_SHORT PROBLEM_: Reproduce, without alteration, the lines from the line containing "light hardwood floor." to the line containing "[171,336,205,379]", including both of those lines.

— Start of DATA ROWS —

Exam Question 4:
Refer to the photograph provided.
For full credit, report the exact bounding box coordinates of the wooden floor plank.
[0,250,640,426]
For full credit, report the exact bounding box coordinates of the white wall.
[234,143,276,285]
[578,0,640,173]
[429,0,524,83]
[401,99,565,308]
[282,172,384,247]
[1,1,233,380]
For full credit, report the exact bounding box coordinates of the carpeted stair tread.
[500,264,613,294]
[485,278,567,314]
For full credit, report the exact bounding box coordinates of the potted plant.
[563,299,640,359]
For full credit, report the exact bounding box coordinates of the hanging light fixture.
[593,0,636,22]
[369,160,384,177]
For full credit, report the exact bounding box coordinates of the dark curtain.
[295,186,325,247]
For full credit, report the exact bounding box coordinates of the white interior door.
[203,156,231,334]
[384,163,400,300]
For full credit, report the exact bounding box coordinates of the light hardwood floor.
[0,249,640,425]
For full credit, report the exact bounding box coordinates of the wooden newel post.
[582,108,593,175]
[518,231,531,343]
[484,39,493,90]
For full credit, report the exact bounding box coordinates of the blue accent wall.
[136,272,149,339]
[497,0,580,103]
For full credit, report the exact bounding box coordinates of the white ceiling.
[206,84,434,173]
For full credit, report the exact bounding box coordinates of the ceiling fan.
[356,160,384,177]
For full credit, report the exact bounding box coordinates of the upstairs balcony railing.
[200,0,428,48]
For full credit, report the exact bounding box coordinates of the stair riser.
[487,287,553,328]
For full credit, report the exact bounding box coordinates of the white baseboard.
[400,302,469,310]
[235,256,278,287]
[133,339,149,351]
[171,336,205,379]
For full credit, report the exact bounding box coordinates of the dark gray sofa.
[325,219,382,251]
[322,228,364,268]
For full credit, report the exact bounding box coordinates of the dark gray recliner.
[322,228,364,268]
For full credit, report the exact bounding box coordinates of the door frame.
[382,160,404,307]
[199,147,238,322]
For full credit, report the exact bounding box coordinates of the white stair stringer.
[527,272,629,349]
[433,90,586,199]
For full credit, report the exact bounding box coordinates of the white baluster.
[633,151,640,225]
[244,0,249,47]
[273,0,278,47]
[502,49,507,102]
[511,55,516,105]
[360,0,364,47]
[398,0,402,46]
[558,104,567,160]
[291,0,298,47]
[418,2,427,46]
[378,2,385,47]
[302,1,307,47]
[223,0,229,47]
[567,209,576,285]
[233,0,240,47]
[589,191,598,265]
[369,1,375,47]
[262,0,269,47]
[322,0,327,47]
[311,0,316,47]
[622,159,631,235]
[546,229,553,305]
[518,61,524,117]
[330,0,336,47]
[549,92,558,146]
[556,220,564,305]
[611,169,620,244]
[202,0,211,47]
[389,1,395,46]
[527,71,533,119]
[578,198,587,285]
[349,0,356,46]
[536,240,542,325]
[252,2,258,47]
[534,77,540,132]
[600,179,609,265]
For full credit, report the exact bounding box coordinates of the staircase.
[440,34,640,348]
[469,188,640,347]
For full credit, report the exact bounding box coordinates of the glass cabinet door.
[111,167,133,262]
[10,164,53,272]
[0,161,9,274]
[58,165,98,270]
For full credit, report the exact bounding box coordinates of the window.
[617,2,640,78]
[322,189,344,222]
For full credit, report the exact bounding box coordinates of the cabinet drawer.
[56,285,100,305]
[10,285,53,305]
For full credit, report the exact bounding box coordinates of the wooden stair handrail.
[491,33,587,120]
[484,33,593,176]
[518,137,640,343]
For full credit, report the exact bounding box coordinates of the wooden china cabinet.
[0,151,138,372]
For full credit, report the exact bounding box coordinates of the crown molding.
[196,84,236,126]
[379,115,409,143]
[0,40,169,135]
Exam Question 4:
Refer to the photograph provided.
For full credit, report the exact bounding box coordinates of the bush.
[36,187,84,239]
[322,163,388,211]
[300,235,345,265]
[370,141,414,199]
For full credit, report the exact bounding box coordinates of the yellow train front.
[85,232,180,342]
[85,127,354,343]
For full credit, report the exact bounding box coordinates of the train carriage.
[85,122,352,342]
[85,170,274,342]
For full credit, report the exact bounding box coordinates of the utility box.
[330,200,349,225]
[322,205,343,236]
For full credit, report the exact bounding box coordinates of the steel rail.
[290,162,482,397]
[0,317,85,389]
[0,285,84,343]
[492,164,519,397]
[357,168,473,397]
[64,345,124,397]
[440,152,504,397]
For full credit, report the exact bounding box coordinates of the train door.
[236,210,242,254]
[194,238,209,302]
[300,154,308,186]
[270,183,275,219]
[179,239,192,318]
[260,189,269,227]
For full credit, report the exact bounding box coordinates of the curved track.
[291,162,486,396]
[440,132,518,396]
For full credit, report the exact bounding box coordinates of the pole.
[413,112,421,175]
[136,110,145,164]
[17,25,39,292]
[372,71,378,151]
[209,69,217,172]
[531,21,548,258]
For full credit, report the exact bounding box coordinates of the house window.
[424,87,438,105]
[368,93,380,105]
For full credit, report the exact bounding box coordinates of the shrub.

— End of DATA ROWS —

_RESULT_:
For full credit, report the exact bounding box coordinates of the light hardwood floor.
[0,249,640,425]
For full credit, report the exact bounding box coordinates of the wooden newel post.
[582,108,593,175]
[518,231,531,343]
[484,39,493,90]
For full credit, report the exact bounding box coordinates of the blue accent wall.
[136,272,149,339]
[497,0,580,103]
For full credit, report the exact bounding box coordinates of the white ceiling.
[206,84,434,173]
For full credit, report the exact bounding box coordinates of the ceiling fan.
[356,160,384,177]
For full credit, report the exact bounding box coordinates of the upstairs balcony railing.
[200,0,428,48]
For full credit, report the exact bounding box coordinates of the stair riser.
[487,287,553,328]
For full credit, report the exact bounding box coordinates of the white baseboard.
[400,302,469,310]
[235,256,278,287]
[133,339,149,351]
[171,336,205,379]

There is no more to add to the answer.